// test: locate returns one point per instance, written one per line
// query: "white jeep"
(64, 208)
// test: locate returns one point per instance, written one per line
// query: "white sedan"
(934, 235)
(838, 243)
------------------------------------------------------------------------
Please reproduce the material above exactly, line by line.

// test: locate returns one point per instance, written one per line
// query: "white jeep"
(64, 208)
// test: locate returns one point per instance, written one per line
// query: "white sedan"
(934, 235)
(838, 243)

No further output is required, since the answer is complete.